---------- The input ----------
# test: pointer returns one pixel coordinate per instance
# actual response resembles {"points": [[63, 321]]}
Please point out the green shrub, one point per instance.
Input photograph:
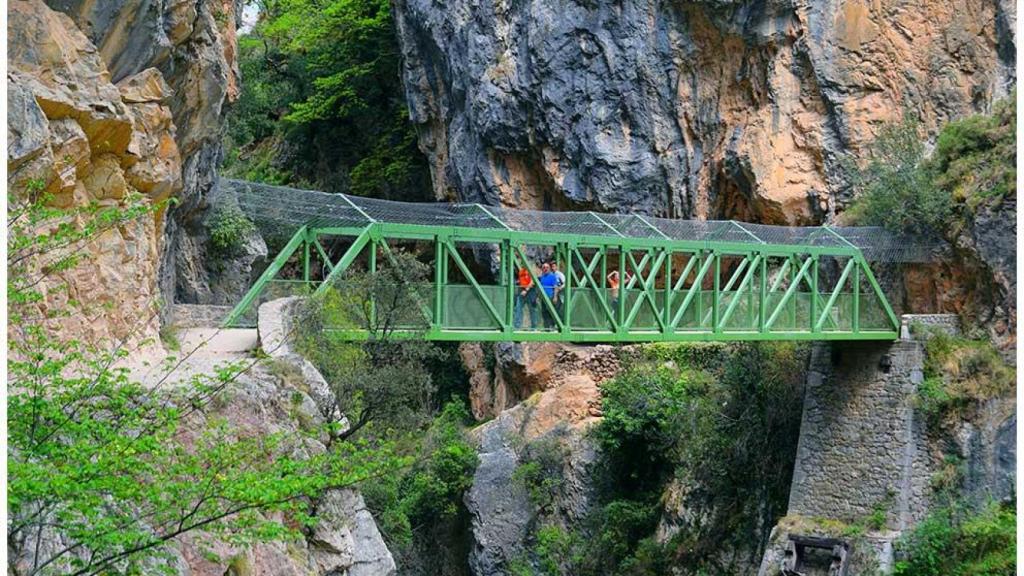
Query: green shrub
{"points": [[960, 372], [228, 230], [541, 471], [411, 504], [956, 542], [975, 157], [896, 188], [974, 164]]}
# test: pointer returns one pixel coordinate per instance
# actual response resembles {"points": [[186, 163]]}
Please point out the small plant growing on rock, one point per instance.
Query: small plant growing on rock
{"points": [[541, 471], [228, 230]]}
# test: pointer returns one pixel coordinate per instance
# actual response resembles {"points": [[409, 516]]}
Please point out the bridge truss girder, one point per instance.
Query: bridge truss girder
{"points": [[675, 290]]}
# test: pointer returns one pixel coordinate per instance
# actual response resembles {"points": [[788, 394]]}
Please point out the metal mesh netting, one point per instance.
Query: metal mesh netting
{"points": [[284, 209]]}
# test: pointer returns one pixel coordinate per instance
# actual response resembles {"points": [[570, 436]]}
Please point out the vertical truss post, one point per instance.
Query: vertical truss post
{"points": [[440, 256], [763, 297], [795, 279], [508, 265], [306, 244], [603, 250], [621, 312], [716, 294], [667, 300], [856, 299], [699, 284], [373, 274], [814, 295], [566, 295]]}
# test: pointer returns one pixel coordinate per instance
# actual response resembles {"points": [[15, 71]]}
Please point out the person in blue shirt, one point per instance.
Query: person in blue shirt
{"points": [[549, 282]]}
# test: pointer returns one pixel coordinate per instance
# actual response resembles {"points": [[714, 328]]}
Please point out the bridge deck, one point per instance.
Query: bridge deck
{"points": [[685, 280]]}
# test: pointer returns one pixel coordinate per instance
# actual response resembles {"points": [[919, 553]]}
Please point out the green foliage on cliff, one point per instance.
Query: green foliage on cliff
{"points": [[958, 373], [973, 164], [388, 388], [228, 230], [713, 421], [411, 505], [954, 541], [112, 470], [323, 103]]}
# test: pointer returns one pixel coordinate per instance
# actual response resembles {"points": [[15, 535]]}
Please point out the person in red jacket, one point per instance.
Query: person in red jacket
{"points": [[525, 296]]}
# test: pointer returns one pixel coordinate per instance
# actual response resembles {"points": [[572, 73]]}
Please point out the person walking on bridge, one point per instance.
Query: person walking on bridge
{"points": [[549, 283], [525, 296], [559, 288]]}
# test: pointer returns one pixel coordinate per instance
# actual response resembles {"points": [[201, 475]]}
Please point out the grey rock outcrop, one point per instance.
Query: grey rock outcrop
{"points": [[502, 512], [194, 46], [695, 109]]}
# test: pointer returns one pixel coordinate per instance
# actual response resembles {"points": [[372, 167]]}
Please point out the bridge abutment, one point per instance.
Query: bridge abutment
{"points": [[863, 467]]}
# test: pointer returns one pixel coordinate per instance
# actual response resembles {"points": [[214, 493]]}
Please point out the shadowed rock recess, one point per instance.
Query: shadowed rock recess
{"points": [[696, 109]]}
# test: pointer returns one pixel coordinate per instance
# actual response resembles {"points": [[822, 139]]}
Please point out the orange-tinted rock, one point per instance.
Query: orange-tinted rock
{"points": [[77, 133]]}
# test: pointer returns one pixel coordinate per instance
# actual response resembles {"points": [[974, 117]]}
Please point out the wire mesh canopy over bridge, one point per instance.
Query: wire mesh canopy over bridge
{"points": [[624, 277]]}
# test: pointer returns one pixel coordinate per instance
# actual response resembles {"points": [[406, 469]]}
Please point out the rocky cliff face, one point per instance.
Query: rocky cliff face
{"points": [[194, 46], [119, 96], [84, 135], [695, 109]]}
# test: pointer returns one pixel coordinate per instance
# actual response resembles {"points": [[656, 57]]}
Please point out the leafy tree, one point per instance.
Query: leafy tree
{"points": [[113, 470], [324, 103], [383, 378], [975, 158], [958, 541], [716, 418], [973, 164]]}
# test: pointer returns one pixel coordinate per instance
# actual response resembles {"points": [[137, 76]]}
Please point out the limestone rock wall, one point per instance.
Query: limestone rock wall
{"points": [[84, 138], [693, 109], [194, 46], [864, 449]]}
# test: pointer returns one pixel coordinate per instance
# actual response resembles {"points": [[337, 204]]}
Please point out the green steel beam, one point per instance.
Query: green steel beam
{"points": [[454, 254], [271, 271], [752, 274], [832, 299], [612, 337], [346, 260]]}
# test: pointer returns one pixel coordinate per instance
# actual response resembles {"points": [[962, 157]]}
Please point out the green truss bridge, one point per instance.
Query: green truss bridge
----------
[What you have to do] Transcribe the full listing above exactly, with the images removed.

[Exercise solution]
# test: pointer returns one pixel coordinate per instance
# actual response resembles {"points": [[63, 321]]}
Please point out the green shrub, one point per instance.
Input photograph:
Query: green shrub
{"points": [[960, 372], [228, 230], [541, 471], [411, 504], [956, 542], [975, 157], [896, 188], [974, 164]]}
# test: pointer returns one pixel coordinate per instance
# actual response resembles {"points": [[186, 163]]}
Please point out the small plant growing on rock, one point per instance.
Query: small plant growing on rock
{"points": [[541, 471], [228, 230]]}
# test: pointer returns one pixel coordinate per instance
# actual response resembles {"points": [[409, 516]]}
Please point out the bridge truss girder, one point per instance.
Query: bridge truss girder
{"points": [[675, 290]]}
# test: pointer returns one pixel coordinate per instance
# actual response resembles {"points": [[788, 394]]}
Please point out the metal mesh netting, one point per instance.
Query: metal mesh netting
{"points": [[284, 209]]}
# test: pointer returns one pixel coordinate per instance
# actual response resembles {"points": [[570, 436]]}
Please point out the vertical truss post, one point per instance.
Query: vertical truss post
{"points": [[440, 256], [763, 297], [795, 279], [508, 265], [306, 244], [603, 250], [621, 312], [716, 294], [667, 300], [856, 299], [699, 284], [373, 274], [814, 295], [566, 295]]}
# test: pointer returns one pixel coordinate per instance
# actual response resembles {"points": [[15, 71]]}
Please point out the person in blue shirt, one point per instance.
Query: person in blue shirt
{"points": [[549, 282]]}
# test: pointer returns one pixel coordinate per instance
# actual response resembles {"points": [[714, 328]]}
Please point out the bridge deck, one point per instance.
Query: bridge deck
{"points": [[685, 280]]}
# test: pointer returns one pixel coordinate per instance
# actual response resembles {"points": [[919, 553]]}
Please point out the green foliage on cliff, one point per instance.
Query: green foliage on cliff
{"points": [[958, 373], [973, 164], [388, 388], [228, 230], [713, 421], [411, 505], [954, 541], [112, 470], [323, 103]]}
# test: pointer returns one pixel coordinate per instance
# actual response resembles {"points": [[15, 535]]}
Please point out the person in red jacket, one point per instance.
Query: person in red jacket
{"points": [[525, 296]]}
# test: pointer returns one pixel coordinate per instance
# actual response resembles {"points": [[572, 73]]}
Please point out the person walking on bridge, one point per instance.
Query: person walking on bridge
{"points": [[549, 283], [525, 296], [559, 288]]}
# test: pointer returns one pixel coordinate per instance
# actual response resembles {"points": [[201, 475]]}
Please point out the grey rock outcrop, one point per instance.
Query: grey rock outcrop
{"points": [[502, 512], [194, 46], [695, 109]]}
# test: pointer returns one pixel coordinate per instance
# actual response resembles {"points": [[372, 167]]}
Please point out the bridge abutment, one point per instance.
Query: bridge abutment
{"points": [[863, 467]]}
# test: pointer returns one pixel coordinate per instance
# actual response resembles {"points": [[214, 493]]}
Please point out the shadowed rock recess, one point per instance.
Query: shadowed rock recess
{"points": [[696, 109]]}
# test: pointer returns one pixel coordinate per instance
# actual response resembles {"points": [[822, 139]]}
Please point out the orange-tinted rock, one point per instance.
Query: orange-tinted rock
{"points": [[77, 133]]}
# test: pointer returns one pixel coordinate per instance
# actual response resembles {"points": [[974, 117]]}
Please point out the wire mesh canopy over bridge, one point per instance.
Query: wire mesh canopy over bridge
{"points": [[624, 277]]}
# test: pointer returns one pixel coordinate per instance
# actual response resembles {"points": [[406, 469]]}
Please point out the rocky cliff face, one point per instance.
Query: rocky cliff face
{"points": [[194, 46], [119, 96], [84, 135], [695, 109]]}
# test: pointer returns one pixel coordinate per instance
# actual response resembles {"points": [[656, 57]]}
Please point out the leafy tree, one point per instance.
Query: leafy tree
{"points": [[113, 470], [324, 103], [383, 378], [975, 158], [958, 541], [716, 418], [973, 164]]}
# test: pointer returns one pixel coordinate per instance
# actual response resembles {"points": [[137, 76]]}
Please point out the limestone rock wall, one point per instance.
Query: limestone rock wall
{"points": [[84, 138], [693, 109], [194, 46], [864, 449]]}
# test: pointer returns one pixel coordinate per instance
# actual response resembles {"points": [[337, 204]]}
Please point out the green steel beam, one point per instance.
Query: green steel beam
{"points": [[454, 254], [271, 271], [752, 274], [832, 299], [612, 337], [346, 260]]}
# test: pointer returns one pixel coordinate per instance
# actual response resembles {"points": [[962, 157]]}
Please point out the green truss bridge, one point per instance.
Query: green truss bridge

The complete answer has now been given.